DO THIS
Write each line exactly, from the line that holds "Keypoint guideline: for each instance of the man's head" through the final line of the material, and no other line.

----------

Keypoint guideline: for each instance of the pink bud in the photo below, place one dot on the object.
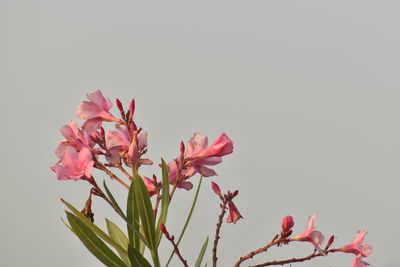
(216, 189)
(131, 109)
(287, 224)
(119, 105)
(330, 241)
(163, 229)
(182, 148)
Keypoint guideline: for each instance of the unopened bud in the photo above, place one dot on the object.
(119, 105)
(216, 189)
(164, 229)
(330, 241)
(287, 224)
(131, 109)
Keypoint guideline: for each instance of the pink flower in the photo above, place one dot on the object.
(234, 214)
(73, 137)
(97, 108)
(310, 235)
(197, 157)
(287, 224)
(74, 165)
(151, 187)
(358, 262)
(121, 144)
(356, 247)
(197, 147)
(216, 189)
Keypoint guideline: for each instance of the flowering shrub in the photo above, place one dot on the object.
(148, 199)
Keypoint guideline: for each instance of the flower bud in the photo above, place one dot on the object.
(216, 189)
(287, 224)
(330, 241)
(119, 105)
(131, 109)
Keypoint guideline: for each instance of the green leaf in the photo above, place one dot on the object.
(164, 200)
(201, 254)
(114, 202)
(118, 236)
(93, 243)
(187, 219)
(146, 214)
(137, 258)
(133, 218)
(94, 228)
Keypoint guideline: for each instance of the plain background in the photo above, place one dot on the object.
(308, 91)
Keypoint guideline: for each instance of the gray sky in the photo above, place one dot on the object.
(308, 91)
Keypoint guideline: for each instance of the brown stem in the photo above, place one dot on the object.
(176, 249)
(217, 231)
(293, 260)
(274, 242)
(100, 166)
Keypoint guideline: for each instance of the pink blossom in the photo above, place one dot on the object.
(216, 189)
(98, 107)
(356, 247)
(197, 157)
(358, 262)
(75, 165)
(287, 224)
(234, 214)
(74, 137)
(151, 187)
(310, 235)
(173, 174)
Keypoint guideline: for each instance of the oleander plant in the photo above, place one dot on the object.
(120, 153)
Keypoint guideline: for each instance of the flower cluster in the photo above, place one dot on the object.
(124, 149)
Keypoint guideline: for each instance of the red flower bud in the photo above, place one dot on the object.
(216, 189)
(287, 224)
(119, 105)
(131, 109)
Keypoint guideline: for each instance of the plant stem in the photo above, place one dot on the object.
(217, 231)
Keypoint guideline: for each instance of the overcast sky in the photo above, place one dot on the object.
(307, 90)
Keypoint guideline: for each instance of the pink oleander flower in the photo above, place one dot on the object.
(358, 262)
(74, 137)
(356, 247)
(96, 109)
(216, 189)
(287, 224)
(198, 155)
(75, 165)
(151, 186)
(234, 214)
(122, 145)
(310, 235)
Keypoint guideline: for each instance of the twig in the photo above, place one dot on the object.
(293, 260)
(274, 242)
(217, 230)
(172, 240)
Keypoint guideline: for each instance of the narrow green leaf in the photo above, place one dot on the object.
(201, 254)
(137, 258)
(83, 219)
(118, 236)
(133, 218)
(115, 203)
(93, 243)
(187, 220)
(164, 200)
(146, 216)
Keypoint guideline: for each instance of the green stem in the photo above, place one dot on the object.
(187, 220)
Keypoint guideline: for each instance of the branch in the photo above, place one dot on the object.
(217, 230)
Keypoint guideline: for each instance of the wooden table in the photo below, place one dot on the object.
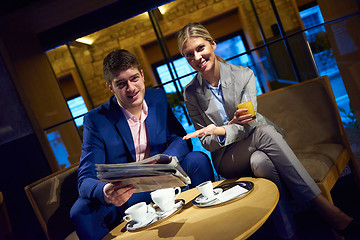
(237, 219)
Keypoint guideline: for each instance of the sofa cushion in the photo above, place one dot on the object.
(318, 159)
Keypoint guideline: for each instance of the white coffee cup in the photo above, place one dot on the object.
(206, 189)
(139, 212)
(165, 198)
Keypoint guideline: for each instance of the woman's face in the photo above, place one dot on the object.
(199, 53)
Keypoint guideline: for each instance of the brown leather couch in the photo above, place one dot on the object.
(308, 114)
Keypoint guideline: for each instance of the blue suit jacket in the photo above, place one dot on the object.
(107, 139)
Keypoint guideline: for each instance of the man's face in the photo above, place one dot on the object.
(129, 88)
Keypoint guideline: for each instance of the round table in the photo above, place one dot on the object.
(237, 219)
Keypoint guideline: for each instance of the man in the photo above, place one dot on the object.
(134, 124)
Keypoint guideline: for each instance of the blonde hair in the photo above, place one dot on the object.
(194, 30)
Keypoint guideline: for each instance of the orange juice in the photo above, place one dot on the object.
(248, 105)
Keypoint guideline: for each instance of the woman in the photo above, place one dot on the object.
(239, 144)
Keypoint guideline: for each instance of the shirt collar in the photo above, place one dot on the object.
(130, 117)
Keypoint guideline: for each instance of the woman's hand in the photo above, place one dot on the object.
(116, 194)
(209, 130)
(240, 117)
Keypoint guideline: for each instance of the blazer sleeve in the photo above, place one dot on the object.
(93, 152)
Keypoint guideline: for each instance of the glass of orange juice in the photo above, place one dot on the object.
(247, 103)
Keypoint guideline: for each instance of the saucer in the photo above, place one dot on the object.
(132, 225)
(230, 192)
(158, 217)
(162, 214)
(202, 199)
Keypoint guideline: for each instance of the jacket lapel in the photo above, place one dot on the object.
(207, 101)
(122, 126)
(151, 124)
(228, 89)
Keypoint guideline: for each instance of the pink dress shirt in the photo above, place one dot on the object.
(139, 132)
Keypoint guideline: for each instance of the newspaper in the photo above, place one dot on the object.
(159, 171)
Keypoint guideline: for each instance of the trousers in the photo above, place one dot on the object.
(266, 154)
(93, 220)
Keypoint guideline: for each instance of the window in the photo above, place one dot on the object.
(77, 107)
(324, 58)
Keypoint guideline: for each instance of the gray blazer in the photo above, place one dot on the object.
(200, 103)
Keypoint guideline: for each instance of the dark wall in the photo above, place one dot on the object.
(22, 160)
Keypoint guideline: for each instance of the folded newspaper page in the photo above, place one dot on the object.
(159, 171)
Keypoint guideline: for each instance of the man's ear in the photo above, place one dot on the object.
(110, 88)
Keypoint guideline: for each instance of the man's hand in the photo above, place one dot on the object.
(117, 195)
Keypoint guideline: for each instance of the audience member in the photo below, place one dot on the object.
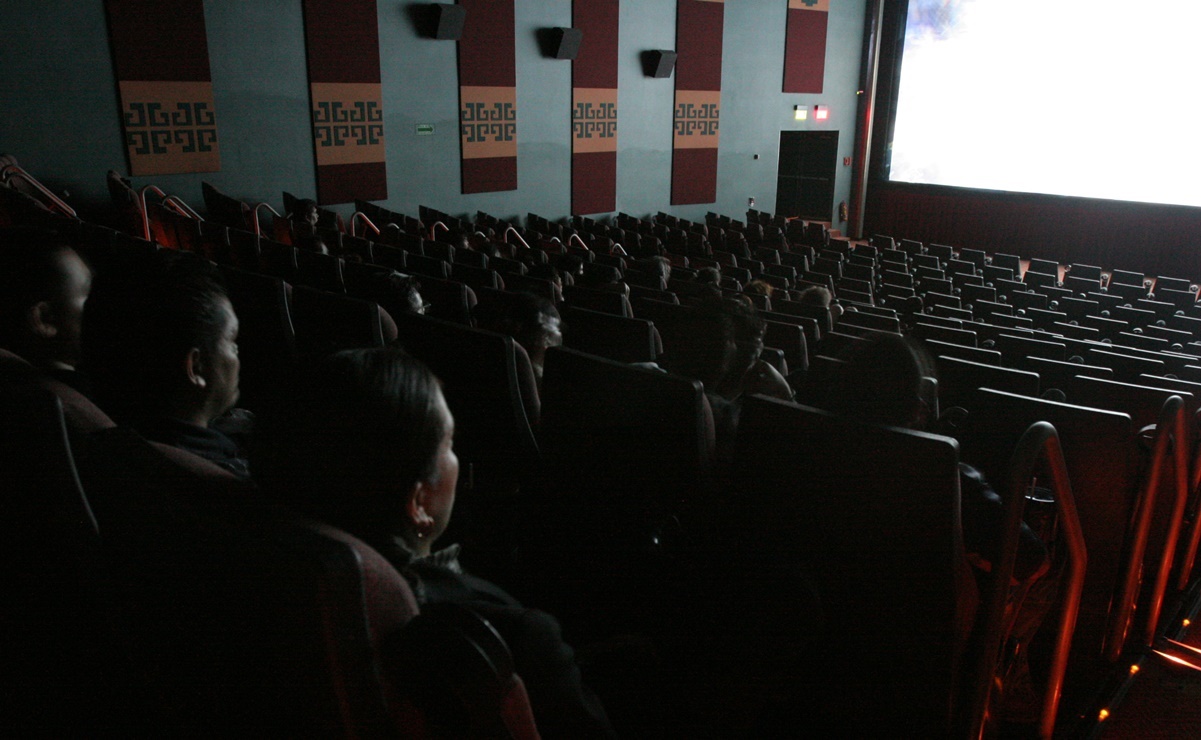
(160, 344)
(709, 275)
(818, 296)
(532, 321)
(759, 287)
(368, 447)
(43, 287)
(395, 292)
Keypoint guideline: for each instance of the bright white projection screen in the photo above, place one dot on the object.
(1099, 99)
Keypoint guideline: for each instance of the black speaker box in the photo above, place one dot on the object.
(658, 63)
(566, 42)
(446, 21)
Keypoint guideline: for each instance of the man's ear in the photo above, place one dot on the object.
(193, 365)
(40, 320)
(417, 507)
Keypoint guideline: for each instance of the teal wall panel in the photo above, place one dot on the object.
(59, 109)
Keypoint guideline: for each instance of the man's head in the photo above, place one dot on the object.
(162, 340)
(43, 287)
(532, 321)
(366, 443)
(882, 382)
(306, 212)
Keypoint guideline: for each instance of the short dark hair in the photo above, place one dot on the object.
(359, 428)
(30, 272)
(519, 315)
(882, 381)
(139, 323)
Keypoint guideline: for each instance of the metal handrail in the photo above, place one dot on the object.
(514, 232)
(145, 215)
(1039, 442)
(254, 218)
(1190, 551)
(181, 208)
(1179, 440)
(17, 171)
(362, 215)
(1145, 511)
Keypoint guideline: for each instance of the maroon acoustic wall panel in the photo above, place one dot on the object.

----------

RESULT OF THE EXERCISE
Keypoint guideline: for each instance of the man's head in the photo above, place one dot on the object.
(162, 340)
(43, 287)
(532, 321)
(366, 443)
(882, 382)
(306, 212)
Keypoint guideline: for each instance of the short dark hair in the photo above, place one dot on the object.
(359, 428)
(30, 272)
(519, 315)
(882, 381)
(139, 323)
Keypoint guideline: for each instance of the metal handrail in the photo above, place one dot on the object.
(514, 232)
(145, 215)
(1039, 442)
(254, 218)
(1190, 551)
(181, 208)
(1179, 440)
(17, 171)
(362, 215)
(1145, 511)
Keypoint guideline: for each instance of the maroon acoustic wall panel in the photo above, place one dot on the object.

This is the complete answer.